# Task description
Arrange the lines below as a numbered list, omitting blank lines and excluding the pictures from your answer.

# Supplied records

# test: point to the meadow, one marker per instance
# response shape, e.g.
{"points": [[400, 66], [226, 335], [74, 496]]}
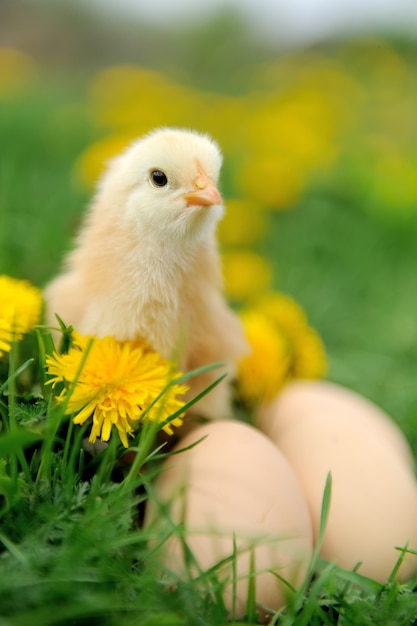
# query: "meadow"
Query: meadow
{"points": [[320, 185]]}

# Result
1. # test: point to the meadow, one marker per instance
2. # response shape, e.g.
3. {"points": [[400, 66], [226, 335], [74, 496]]}
4. # query: "meadow"
5. Query: meadow
6. {"points": [[320, 185]]}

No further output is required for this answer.